SELECTED PASSAGE Block Start
LIFE SCIENCE PRIZE
Open to women individuals or teams in the broad field or Life Sciences and Bio-Medicine.
Amount |
Ranking |
Vote Type |
$10000 |
1 |
Member |
EARTH, ENVIRONMENTAL & SPACE SCIENCE
Open to women individuals or teams in the broad field of Earth, Environmental & Space Science.
Amount |
Ranking |
Vote Type |
$10000 |
1 |
Member
|
Who can enter?
- Female researchers & teams from any research institute, hospital or university with tax-deductible gift recipient status in Australia. Teams with male colleagues are still eligible but need a clear description of the contribution made by the female individual(s).
- Research must have been performed, shared or published after January 1, 2015 to be eligible for the prize. It can be a thesis, an article, a data-set or even an exciting new project. Career interruptions/ maternity leave will be considered for applicants – contact us if this applies to you.
- Applicants can submit multiple entries as long as they are unique pieces of research.
- Applicants do not have to be Australian citizens, however to accept prize money, they must be affiliated with an Australian DGR status institute where the funds will be transferred.
Categories
Big advances in science most often come from collaborations across fields. For the inaugural year of the Peer Prizes, we will focus on two broad multi-disciplinary categories, each with a $10,000 prize:
Life Science Prize. The life sciences comprise of fields that involve the scientific study of living organisms with the central element being the cell (eg biology, oncology, neurology, immunology, veterinary science, botany…).
Earth & Space Prize. Earth science covers research that explores planet earth (eg geology, atmosphere, ocean, land & environment) while space science explores everything beyond earth (eg astronomy, planetary science, astrophysics, cosmology etc).
How to enter?
Entrants will be creating their own sharable research page (
here is an example) to allow thousands of people & peers to learn & vote. The online application is short and includes:
- TITLE (Short title of your research or publication)
- SUMMARY – (Plain English summary of your work – 150 words max)
- DESCRIPTION – (Description of your approach and broader findings – 500 words max)
- IMPACT – (What is the wider contribution or impact to your scientific field(s)? – 300 words max)
- FUTURE – (Discuss potential ideas you would like to explore to take this research further? -300 words max)
- VIDEO – (Not mandatory, but producing a short video explainer of your findings helps drive a much wider audience to your work)
Closing date for applications: 5pm (AEST) 7 June 2016.
Early-bird entry fee: $25 (until May 24)
Late entry fee: $50 (after May 24)
SELECTED PASSAGE Block End
RECORDED INFORMATION Block Start
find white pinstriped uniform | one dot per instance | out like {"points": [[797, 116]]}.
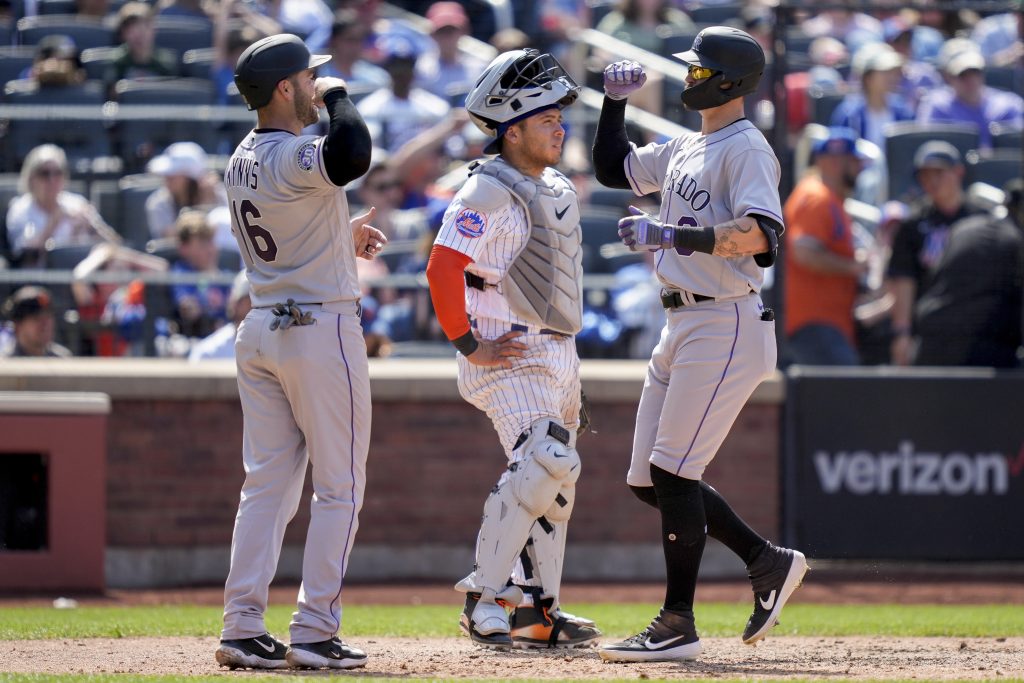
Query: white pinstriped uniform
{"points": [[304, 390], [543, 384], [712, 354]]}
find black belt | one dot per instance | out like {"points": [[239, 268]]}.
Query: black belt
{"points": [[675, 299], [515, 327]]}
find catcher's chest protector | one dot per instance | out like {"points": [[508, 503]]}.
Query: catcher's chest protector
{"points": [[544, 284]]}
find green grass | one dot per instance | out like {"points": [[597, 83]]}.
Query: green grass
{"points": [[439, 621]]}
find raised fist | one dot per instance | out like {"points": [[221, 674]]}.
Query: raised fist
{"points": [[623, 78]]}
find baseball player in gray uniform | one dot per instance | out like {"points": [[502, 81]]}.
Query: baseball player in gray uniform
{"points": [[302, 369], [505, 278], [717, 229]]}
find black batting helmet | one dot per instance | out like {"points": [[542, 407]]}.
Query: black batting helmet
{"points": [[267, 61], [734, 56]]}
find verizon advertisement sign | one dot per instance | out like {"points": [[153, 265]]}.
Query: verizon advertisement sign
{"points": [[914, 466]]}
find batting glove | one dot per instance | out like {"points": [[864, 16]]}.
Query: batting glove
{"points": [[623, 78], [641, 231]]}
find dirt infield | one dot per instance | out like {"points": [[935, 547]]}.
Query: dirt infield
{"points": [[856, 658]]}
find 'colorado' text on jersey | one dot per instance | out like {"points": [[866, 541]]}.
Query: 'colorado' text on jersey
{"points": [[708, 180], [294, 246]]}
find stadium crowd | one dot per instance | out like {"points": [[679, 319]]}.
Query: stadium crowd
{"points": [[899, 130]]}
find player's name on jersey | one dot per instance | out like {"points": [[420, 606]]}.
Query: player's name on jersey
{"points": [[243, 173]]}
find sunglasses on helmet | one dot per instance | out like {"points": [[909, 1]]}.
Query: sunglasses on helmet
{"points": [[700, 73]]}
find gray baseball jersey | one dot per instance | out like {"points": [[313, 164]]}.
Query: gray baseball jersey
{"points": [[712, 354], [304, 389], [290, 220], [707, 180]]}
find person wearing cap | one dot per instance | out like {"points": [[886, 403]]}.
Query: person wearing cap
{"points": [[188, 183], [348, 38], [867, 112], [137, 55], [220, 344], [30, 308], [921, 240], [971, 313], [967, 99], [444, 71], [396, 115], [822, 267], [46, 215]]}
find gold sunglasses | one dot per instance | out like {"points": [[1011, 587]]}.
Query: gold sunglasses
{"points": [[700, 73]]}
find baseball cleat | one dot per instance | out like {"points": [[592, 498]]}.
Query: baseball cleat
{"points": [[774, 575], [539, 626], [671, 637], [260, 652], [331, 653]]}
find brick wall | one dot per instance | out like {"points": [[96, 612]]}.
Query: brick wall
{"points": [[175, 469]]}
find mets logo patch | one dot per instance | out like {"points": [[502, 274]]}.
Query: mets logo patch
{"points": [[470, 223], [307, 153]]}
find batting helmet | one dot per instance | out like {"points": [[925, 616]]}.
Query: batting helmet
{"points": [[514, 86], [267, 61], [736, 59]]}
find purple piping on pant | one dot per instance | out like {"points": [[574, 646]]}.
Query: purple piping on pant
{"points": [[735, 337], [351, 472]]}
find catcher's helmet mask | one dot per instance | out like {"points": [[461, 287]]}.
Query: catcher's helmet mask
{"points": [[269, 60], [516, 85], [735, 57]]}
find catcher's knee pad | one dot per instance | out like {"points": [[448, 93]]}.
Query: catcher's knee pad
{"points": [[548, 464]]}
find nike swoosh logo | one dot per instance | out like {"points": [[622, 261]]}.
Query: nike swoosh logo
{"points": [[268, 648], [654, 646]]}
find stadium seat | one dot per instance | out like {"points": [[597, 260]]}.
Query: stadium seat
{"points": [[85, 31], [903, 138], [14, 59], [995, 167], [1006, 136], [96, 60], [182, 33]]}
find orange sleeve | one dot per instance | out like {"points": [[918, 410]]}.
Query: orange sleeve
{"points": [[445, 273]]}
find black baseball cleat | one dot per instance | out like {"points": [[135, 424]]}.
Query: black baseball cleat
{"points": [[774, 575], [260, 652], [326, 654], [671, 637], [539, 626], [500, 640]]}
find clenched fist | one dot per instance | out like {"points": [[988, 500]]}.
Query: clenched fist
RECORDED INFORMATION Block End
§ PROBLEM A
In the Peer Prizes page, rewrite the paragraph beginning "Research must have been performed" as a brief bulleted list that keeps its main facts.
§ PROBLEM B
Output part of the Peer Prizes page word for word: begin at the words "- Applicants do" and stop after "veterinary science, botany…).".

§ EXERCISE ANSWER A
- Research must have been performed, shared or published after January 1, 2015.
- It can be a thesis, an article, a data-set or a new project.
- Career interruptions or maternity leave are considered, and affected applicants should get in touch.

§ EXERCISE ANSWER B
- Applicants do not have to be Australian citizens, however to accept prize money, they must be affiliated with an Australian DGR status institute where the funds will be transferred.
Categories
Big advances in science most often come from collaborations across fields. For the inaugural year of the Peer Prizes, we will focus on two broad multi-disciplinary categories, each with a $10,000 prize:
Life Science Prize. The life sciences comprise of fields that involve the scientific study of living organisms with the central element being the cell (eg biology, oncology, neurology, immunology, veterinary science, botany…).